PROVIDED DATA:
--- Begin ---

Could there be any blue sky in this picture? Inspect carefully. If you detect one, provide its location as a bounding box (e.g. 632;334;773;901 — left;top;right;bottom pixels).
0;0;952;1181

--- End ---
--- Begin ---

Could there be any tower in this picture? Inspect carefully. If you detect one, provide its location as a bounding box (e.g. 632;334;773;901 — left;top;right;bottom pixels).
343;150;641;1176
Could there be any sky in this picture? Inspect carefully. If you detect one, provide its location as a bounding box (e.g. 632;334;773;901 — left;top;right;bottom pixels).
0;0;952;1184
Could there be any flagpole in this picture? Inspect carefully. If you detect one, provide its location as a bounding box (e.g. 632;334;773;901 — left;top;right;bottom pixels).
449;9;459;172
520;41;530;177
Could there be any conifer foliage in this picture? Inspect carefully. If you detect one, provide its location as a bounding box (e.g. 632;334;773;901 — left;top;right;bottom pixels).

--- End ---
--- Begin ---

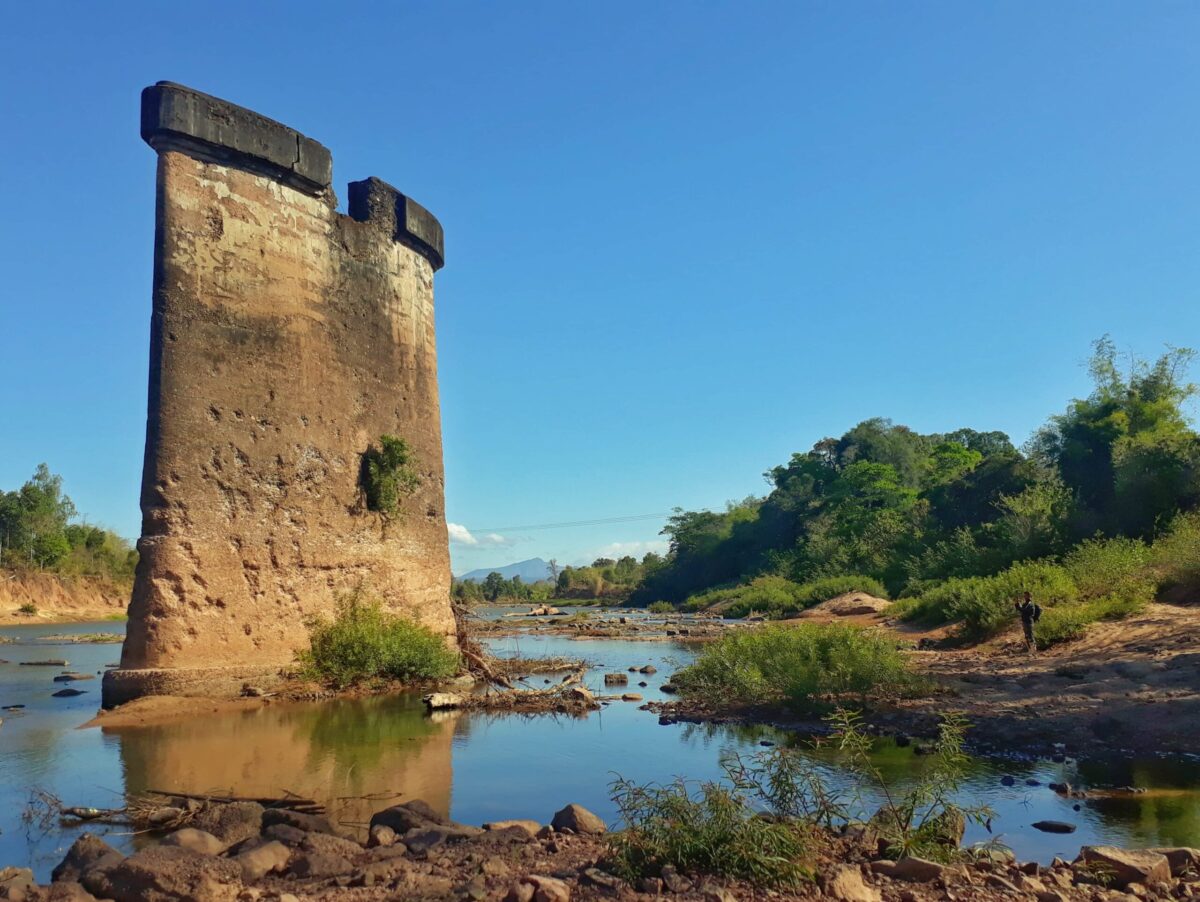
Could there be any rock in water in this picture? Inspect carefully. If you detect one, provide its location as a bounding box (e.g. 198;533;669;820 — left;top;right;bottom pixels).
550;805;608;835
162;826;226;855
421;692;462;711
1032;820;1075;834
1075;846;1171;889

--- End ---

AIM OF THE EXERCISE: Reproduce verbatim the lines starting at the one containing "Could there be any tower" and ending at the one containing "520;41;530;177", both included.

RESPONSE TO THIS TASK:
Could there be any tower in this picture? Inspect carefully. If you detect one, provide its location as a bounding box (e.g. 632;334;773;901 — left;top;right;bottom pixels).
343;150;641;1176
Could there be any sky in this picture? Inspect carefully. If you detect one, provide its location as a bounding box (e.g. 632;334;773;901 — left;top;right;bottom pixels).
0;0;952;1184
Could there be any flagpole in this picture? Inspect carefully. If you detect one, provide its location as a bounding box (e.g. 632;334;773;901 — left;top;right;bottom pixels).
449;9;459;172
520;41;530;177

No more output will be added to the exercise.